**Source material**

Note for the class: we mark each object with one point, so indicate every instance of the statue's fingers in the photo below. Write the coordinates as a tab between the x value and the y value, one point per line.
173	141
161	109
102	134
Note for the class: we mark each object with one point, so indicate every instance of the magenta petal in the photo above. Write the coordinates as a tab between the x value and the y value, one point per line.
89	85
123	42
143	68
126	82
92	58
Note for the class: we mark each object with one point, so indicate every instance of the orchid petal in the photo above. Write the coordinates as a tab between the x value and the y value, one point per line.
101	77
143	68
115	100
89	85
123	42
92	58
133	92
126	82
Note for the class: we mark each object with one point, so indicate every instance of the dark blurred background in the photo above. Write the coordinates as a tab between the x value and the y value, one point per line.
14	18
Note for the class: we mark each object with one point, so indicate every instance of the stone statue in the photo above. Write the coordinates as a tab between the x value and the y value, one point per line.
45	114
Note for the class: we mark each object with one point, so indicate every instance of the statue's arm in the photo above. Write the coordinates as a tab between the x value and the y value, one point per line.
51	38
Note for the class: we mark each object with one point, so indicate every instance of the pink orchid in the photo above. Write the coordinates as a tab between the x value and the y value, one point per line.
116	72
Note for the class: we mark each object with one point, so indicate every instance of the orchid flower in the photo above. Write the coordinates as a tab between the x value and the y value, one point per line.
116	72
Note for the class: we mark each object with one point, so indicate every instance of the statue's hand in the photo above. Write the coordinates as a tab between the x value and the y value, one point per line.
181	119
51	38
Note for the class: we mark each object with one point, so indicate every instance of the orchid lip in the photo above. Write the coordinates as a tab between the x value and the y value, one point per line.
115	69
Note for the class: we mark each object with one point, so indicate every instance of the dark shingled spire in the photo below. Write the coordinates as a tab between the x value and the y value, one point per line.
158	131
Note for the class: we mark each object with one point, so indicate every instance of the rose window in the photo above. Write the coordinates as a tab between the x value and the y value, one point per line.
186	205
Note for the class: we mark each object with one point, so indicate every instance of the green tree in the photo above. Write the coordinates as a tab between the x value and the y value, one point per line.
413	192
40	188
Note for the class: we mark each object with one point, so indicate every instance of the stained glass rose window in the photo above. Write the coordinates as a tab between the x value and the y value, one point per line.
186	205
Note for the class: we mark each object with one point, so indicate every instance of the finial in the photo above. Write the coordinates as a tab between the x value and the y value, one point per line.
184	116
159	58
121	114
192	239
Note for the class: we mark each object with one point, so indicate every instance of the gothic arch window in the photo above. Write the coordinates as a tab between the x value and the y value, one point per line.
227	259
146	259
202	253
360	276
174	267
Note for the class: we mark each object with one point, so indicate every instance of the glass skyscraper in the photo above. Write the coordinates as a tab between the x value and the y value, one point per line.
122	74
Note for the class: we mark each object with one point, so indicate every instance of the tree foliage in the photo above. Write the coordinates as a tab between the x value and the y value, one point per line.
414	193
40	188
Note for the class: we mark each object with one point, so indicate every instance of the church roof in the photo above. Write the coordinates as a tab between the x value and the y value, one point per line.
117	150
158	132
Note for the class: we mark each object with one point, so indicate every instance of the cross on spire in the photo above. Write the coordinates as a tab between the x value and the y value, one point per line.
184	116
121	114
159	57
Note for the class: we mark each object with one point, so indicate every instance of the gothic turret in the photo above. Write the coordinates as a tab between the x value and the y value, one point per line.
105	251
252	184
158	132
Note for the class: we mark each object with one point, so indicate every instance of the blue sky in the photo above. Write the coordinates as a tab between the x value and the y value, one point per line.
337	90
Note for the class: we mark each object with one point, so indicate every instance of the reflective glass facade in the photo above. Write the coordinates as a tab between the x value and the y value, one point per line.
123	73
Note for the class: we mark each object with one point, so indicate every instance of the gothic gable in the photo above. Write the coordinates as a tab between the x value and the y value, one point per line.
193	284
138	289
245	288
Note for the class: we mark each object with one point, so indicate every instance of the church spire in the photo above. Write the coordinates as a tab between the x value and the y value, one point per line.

**Your instructions**
Retype the listing. Match it exactly.

**Answer to the task**
Note for the class: we mark each object with one point, so indicate every instance of the statue's fingers in the photo below. Write the coordinates as a tab between the x value and the y value, one point per line.
173	141
161	109
102	134
Note for the class: we mark each object with one point, so indicate every instance of the magenta petal in the photo above. Write the coordinates as a tab between the x value and the y value, one point per line.
89	85
123	42
143	68
126	82
92	58
Note for the class: we mark each object with one point, so indicate every instance of the orchid petal in the photo above. Write the coordinates as a tab between the x value and the y value, one point per line.
101	77
143	68
115	100
89	85
123	42
92	58
133	92
126	82
Note for the class: we mark each object with one point, so indicate every instance of the dark blurred background in the photo above. Write the coordinates as a tab between the x value and the y value, one point per line.
14	18
Note for the class: we mark each object with one point, so indicate every instance of the stone statue in the photo above. Write the coordinates as a tab between the x value and the y value, one point per line.
45	114
Note for the class: we mark each object with one point, so indicate every instance of the statue's arm in the photo above. Write the coordinates as a tab between the x value and the y value, one point per line.
51	38
Note for the class: we mark each object with one point, so indicate every instance of the pink orchid in the photo above. Write the coordinates as a tab between the x value and the y value, one point per line.
116	72
Note for the class: we mark each object with one point, so indicate every instance of the orchid flower in the photo above. Write the coordinates as a tab between the x value and the y value, one point per line.
116	72
Note for the class: we mark each object with one point, so indicate every instance of the statue's hand in the photo above. Write the coordinates as a tab between the x value and the y value, one point per line.
181	119
51	38
Note for the class: we mark each object with one point, so indicate every instance of the orchid lip in the photo above. Write the coordinates as a tab between the x value and the y value, one point per line.
115	69
Note for the class: we mark each object with one point, so indicate every instance of the dark shingled spire in the photo below. Write the coordinates as a tab between the x value and the y value, one point per line.
158	131
Note for the class: we mark each object with one point, so indicate every instance of the rose window in the photo above. Write the coordinates as a tab between the x value and the y value, one point per line.
186	205
Note for the class: we mark each object with one point, so indicate every instance of the green tree in the photo above. Write the coordinates as a tab between the x value and the y value, one point per line.
413	192
40	188
Note for the class: we mark each object with one point, so indicate every instance of the stained glass rose window in the photo above. Write the coordinates as a tab between the x value and the y value, one point per line.
186	205
Note for the class: we mark each object with one point, so indicate every instance of the finial in the photo above. Write the coordinates as a tab between the x value and the y value, one point per line.
184	116
159	58
121	114
192	239
Note for the class: we mark each object with one point, so indicate every instance of the gothic arch window in the photo above. Write the coordinates as a tab between the x value and the y value, one point per line.
227	259
146	259
202	253
360	276
174	267
Note for the class: we mark each object with one point, so indicate every instance of the glass skyscraper in the photo above. Write the coordinates as a tab between the x value and the y value, one point per line.
122	74
Note for the class: we mark each object with one point, so indicate every instance of the tree foliage in the photo above. Write the coordinates as a tab between the x value and the y value, one point per line.
414	193
40	188
Note for the class: we mark each object with one point, so indicate every instance of the church roof in the photo above. Write the coordinates as a tab between the x value and the y value, one point per line.
117	150
158	132
Note for the class: we mark each object with one point, so indicate every instance of the cross on spire in the photo above. Write the coordinates as a tab between the x value and the y value, one point per line.
184	116
121	114
159	57
Note for the class: we mark each object with one point, so indicate every instance of the gothic turret in the photo above. Write the coordinates as a tab between the x value and the y value, one point per line.
105	251
252	184
158	132
Note for the class: we mark each object with one point, so indicate every instance of the blue sky in the photo above. Write the coordinates as a tab between the x value and the y value, one point per line.
337	90
Note for the class: we mark each object with one point, so indicate every instance of the reflective glass facade in the photo above. Write the coordinates as a tab between the x value and the y value, one point per line.
123	73
Note for the class: we mark each object with one point, so indicate every instance of the gothic gable in the photo above. Write the coordinates as a tab between the x value and the y value, one point per line.
193	284
138	289
245	288
Note for the class: we mark each object with one point, so indicate every instance of the church spire in the photo above. Write the coordinates as a tab between the x value and the y value, one point per line.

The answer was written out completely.